#### READING TEXT ####
Almost half of UK growers plan to walk away from a key industry audit scheme, claiming new standards have made it “unworkable”.

The new proposed rules from the Supplier Ethical Data Exchange (Sedex) will require farming and growing businesses to pay for the recruitment and transportation fees of the seasonal workers they employ. 

Sedex is a standard that is widely backed by all major UK supermarkets, who demand growers are signed up to the scheme before their products are listed. 

The standards scheme announced in April that its new SMETA 7.0 audit would come into force tomorrow (10 September).

The new standard will require farming and growing businesses to pay for the recruitment and transportation fees of the seasonal workers they employ in a so-called ‘employer pays principle’ and could cost the industry an additional £90m per year.

But in response to the proposals, a new survey from the British Growers Association found that 46% of all respondents said they intended to either resign from Sedex or sign up to an alternative ethical audit.

Just 37% of respondents said they intended to continue with Sedex membership and use SMETA 7.0.

Additionally, some 84% of respondents said they had not been consulted about the SMETA changes.

Growers are often required to complete ethical audits as part of their retail supply contracts. In some cases, failure to meet a standard could result in a loss of contract.

Read more: Sedex to press ahead with controversial new seasonal worker auditing requirements

“We knew there were serious concerns among growers,” said Jack Ward, CEO of the BGA. “But this survey has given the clearest indication yet of what growers may do in the face of several unworkable changes to this audit.”

Ward said that until a Defra-funded impact assessment on the employer pays principle had reported is findings “there is no place for this new SMETA standard”.
#### TASK INPUTS ####
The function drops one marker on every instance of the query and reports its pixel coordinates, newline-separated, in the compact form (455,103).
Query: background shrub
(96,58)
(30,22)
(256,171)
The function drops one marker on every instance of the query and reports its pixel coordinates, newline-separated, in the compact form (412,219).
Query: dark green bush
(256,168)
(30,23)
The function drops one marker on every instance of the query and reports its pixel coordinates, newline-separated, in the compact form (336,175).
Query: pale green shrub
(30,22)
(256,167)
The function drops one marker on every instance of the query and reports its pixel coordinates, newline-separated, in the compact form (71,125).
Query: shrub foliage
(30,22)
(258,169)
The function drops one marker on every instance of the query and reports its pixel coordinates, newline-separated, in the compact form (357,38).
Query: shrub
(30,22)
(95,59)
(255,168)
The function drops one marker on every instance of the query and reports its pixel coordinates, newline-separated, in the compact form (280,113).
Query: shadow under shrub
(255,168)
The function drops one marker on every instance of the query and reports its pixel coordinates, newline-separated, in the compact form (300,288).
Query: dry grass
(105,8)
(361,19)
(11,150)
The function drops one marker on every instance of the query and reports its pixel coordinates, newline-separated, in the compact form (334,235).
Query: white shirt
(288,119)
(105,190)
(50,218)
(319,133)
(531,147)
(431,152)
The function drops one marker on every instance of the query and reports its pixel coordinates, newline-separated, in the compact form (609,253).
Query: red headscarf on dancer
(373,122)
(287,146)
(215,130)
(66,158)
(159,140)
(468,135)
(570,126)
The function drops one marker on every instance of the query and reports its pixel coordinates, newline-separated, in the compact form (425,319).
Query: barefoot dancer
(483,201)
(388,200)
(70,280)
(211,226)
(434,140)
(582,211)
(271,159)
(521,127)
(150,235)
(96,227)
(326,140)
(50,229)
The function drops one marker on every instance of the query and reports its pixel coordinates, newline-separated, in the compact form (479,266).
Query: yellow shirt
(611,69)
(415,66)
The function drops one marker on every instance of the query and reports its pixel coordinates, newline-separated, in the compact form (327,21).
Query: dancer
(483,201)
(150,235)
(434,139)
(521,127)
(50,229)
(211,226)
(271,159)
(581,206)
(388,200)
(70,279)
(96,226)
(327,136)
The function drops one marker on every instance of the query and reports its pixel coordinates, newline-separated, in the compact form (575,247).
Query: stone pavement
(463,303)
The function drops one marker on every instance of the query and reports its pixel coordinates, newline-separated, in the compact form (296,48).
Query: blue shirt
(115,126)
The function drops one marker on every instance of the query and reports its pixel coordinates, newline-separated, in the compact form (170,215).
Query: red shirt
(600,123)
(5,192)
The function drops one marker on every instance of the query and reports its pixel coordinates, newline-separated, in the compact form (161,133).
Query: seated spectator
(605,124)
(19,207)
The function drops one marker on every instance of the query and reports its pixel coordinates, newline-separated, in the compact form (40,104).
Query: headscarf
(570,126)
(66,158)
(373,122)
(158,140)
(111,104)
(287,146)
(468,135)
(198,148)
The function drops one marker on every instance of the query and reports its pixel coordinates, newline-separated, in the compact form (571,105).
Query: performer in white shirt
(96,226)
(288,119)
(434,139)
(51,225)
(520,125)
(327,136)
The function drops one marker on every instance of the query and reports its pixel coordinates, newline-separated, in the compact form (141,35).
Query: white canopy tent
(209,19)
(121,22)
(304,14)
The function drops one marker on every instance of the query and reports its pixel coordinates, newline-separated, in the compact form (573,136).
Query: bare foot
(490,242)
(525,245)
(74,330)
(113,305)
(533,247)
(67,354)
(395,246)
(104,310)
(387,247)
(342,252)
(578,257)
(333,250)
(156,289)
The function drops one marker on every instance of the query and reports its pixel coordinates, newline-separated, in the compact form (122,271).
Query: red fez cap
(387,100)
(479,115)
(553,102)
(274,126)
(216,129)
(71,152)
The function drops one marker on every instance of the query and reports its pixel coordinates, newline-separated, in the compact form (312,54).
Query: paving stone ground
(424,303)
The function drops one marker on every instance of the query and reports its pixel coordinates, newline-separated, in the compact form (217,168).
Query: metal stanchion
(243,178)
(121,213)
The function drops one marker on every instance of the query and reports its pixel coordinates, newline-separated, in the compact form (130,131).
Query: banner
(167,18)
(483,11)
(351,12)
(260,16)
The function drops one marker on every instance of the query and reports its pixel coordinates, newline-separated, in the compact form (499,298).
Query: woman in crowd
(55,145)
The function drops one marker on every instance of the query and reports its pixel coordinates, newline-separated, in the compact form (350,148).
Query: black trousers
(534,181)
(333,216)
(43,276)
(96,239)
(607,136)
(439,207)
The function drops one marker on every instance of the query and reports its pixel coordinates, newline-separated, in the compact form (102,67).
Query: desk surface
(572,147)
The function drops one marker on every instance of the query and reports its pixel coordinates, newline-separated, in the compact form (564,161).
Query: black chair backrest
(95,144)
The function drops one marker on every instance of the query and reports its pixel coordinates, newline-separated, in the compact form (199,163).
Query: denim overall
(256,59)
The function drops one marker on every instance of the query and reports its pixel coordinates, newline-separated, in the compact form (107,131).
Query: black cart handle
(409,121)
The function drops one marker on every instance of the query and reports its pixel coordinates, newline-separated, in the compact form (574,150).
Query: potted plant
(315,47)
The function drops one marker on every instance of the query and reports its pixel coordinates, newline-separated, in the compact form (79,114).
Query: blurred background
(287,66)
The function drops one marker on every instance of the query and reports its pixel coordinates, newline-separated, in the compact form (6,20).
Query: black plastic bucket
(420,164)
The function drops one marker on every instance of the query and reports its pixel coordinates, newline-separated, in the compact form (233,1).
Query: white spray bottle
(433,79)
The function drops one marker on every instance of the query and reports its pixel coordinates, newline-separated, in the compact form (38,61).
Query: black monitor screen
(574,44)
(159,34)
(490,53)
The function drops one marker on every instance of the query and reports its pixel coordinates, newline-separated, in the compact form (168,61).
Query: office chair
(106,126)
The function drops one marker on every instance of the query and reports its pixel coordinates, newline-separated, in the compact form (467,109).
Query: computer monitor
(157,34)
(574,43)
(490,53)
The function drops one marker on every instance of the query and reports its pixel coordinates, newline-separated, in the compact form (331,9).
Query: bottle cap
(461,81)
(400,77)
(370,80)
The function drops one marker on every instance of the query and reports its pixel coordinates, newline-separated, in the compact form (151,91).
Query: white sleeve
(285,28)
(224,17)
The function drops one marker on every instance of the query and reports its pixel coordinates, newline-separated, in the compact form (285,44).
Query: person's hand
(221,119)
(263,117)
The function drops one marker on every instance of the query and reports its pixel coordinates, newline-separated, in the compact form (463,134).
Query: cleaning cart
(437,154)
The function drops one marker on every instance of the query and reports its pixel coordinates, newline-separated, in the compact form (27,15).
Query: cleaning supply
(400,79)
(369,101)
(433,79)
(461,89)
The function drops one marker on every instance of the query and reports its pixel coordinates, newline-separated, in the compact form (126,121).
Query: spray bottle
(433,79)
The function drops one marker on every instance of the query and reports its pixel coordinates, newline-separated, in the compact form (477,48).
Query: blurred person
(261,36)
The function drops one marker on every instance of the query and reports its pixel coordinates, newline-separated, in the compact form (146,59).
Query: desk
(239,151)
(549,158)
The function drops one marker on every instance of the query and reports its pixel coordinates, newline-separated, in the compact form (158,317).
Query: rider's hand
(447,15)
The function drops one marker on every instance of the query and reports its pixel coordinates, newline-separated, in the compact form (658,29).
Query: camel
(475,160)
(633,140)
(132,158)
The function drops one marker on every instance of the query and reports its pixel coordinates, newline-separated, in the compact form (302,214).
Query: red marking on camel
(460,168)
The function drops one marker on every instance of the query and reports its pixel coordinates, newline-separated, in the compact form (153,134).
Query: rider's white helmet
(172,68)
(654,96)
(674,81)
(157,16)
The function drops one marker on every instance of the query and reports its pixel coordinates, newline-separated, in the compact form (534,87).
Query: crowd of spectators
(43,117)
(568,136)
####
#### TASK INPUTS ####
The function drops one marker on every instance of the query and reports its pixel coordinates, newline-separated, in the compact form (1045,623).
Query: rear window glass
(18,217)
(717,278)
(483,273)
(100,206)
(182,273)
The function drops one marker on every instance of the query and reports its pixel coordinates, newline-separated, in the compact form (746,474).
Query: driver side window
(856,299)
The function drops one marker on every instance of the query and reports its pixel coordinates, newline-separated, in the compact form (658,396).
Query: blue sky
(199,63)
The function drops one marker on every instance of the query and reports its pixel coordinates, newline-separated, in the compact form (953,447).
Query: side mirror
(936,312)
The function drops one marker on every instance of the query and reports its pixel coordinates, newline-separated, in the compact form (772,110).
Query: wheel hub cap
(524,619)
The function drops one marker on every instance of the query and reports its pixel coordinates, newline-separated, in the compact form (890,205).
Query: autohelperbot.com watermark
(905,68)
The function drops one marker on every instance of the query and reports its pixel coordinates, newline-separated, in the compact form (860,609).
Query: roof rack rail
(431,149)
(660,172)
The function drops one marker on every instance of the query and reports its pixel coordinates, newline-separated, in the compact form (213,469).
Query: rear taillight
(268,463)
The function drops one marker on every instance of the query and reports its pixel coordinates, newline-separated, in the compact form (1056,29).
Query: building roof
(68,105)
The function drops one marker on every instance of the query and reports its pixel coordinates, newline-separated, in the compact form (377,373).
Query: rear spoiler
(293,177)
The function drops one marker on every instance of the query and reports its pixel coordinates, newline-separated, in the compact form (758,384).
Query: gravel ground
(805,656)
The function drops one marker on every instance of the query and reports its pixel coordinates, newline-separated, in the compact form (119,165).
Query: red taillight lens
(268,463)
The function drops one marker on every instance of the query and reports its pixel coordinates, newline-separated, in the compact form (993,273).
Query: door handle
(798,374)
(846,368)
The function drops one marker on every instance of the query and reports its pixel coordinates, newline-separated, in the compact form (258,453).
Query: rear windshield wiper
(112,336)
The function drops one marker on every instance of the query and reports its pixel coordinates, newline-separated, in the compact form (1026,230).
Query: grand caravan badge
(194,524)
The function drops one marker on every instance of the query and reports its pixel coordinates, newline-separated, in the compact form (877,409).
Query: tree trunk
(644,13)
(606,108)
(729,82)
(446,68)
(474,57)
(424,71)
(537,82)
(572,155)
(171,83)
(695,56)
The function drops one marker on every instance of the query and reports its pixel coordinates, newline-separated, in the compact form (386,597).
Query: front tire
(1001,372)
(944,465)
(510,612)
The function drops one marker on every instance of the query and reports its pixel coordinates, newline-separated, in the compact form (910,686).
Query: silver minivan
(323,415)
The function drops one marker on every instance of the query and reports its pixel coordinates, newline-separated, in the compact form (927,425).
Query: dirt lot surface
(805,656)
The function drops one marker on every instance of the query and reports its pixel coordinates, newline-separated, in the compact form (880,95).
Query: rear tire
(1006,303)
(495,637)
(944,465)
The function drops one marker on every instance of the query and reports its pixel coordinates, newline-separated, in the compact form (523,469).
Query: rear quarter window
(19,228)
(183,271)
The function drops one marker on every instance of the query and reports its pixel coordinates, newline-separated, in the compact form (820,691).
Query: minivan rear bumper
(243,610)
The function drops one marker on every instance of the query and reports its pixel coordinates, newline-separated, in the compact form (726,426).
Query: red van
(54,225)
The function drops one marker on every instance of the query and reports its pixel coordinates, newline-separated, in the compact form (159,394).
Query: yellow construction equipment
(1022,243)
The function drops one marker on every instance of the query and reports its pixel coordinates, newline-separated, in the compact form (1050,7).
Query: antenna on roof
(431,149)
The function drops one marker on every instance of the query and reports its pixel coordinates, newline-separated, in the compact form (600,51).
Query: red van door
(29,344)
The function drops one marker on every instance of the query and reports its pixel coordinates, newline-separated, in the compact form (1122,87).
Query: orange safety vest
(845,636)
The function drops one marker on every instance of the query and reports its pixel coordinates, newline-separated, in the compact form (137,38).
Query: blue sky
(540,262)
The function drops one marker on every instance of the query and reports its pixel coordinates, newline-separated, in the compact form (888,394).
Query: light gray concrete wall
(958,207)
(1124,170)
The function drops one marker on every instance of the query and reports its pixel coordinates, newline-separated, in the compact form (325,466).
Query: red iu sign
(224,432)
####
#### TASK INPUTS ####
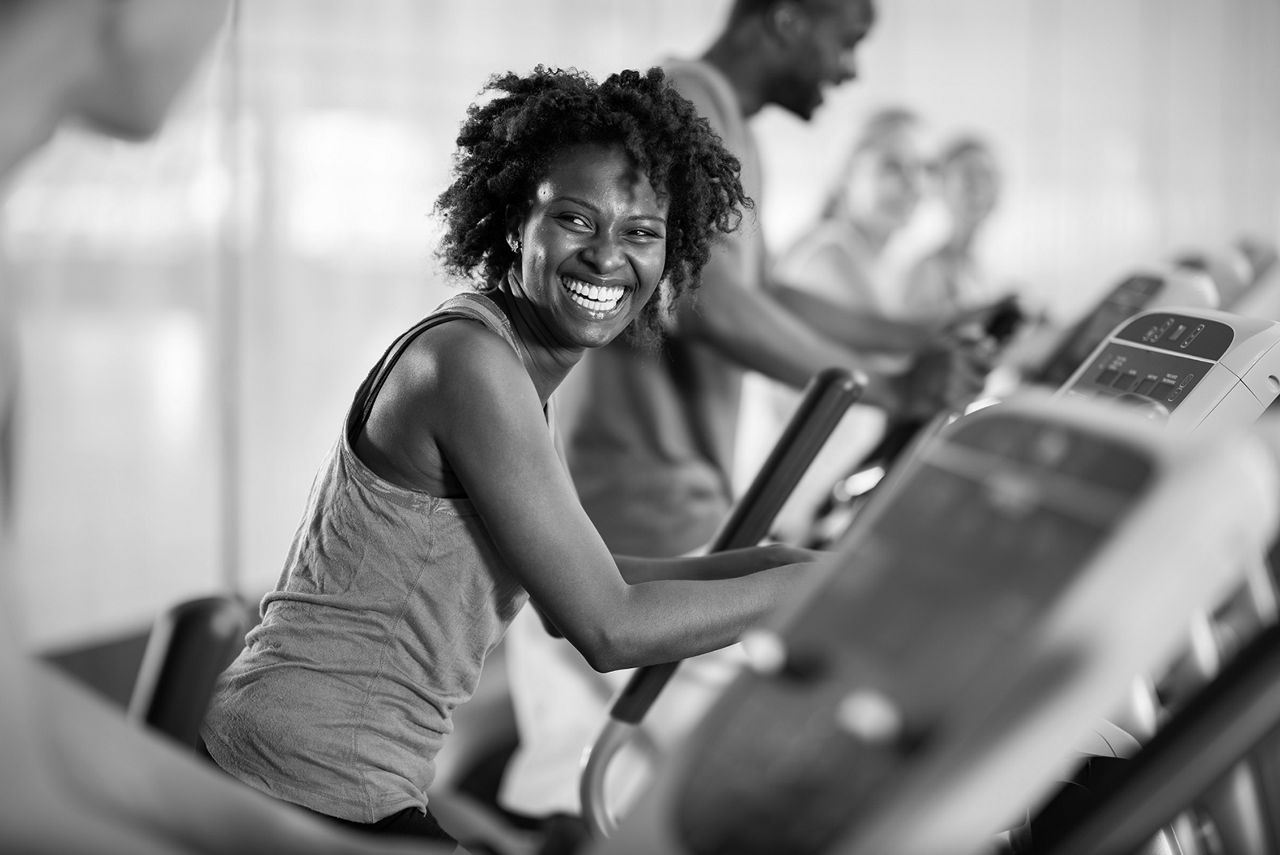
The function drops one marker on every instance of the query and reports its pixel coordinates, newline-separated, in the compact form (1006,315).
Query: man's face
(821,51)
####
# [REQUESTS]
1. Please list every row that contains the string "roof", matching case exactly.
2. Extend the article on UK growers and the Sedex audit, picking up after its final sentence.

# [THE RESULTS]
1.
Query: roof rack rail
Query: building roof
Query: antenna on roof

2.
“UK growers follow some of the strictest ethical standards in the world,” said Ward.

As part of the survey, growers expressed specific concerns with the standard. “What is to stop a new employee from leaving and going elsewhere to work?” after one employer had paid for their travel and visas, asked one.

Another added that it was expected to cost its small farm £3,500, arguing it was “a picture in time of an employer’s administration” rather than providing real protection for workers.

“This proposal threatens to end the viability of produce production in the UK, at a time when we should be striving to produce more,” said one grower.

Read more: Growers brace for up to £90m in additional seasonal worker costs

However, human rights organisations have welcomed the changes to protect workers from exploitation in the supply chain.

“There is a desperate need to address recruitment and migration costs in the agriculture industry,” said Kate Roberts, Focus on Labour Exploitation head of policy. “Expecting workers to pay these costs already contradicts international standards; workers should not pay to work, and workers who arrive in the UK already in debt are at particular risk of exploitation.

“The UK needs to catch up; real transparency about these costs is a step in the right direction.”

It comes as Worker Support Centre has called on the UK and Scottish governments to clarify laws regarding worker accommodation following an investigation from ITN that revealed seasonal workers on British farms were given substandard accommodation and “unacceptable” living conditions.

The organisation has urged the governments to provide a minimum standard for accommodation, which it can be inspected against and held to.

WSC said it had seen an increase in workers raising issues this year and many focused on problems related to poor housing standards – including damp, black mould, cold and draughts, broken furniture and extremely cramped conditions.

“The way this visa has been designed leaves workers highly dependent on their employer, for their status, pay, housing and employment,” said Caroline Robinson, executive director at WSC. “It is now incumbent on government to take action, to review the situation for workers to ensure they are legally entitled to a minimum standard of accommodation and to set about enforcing it.”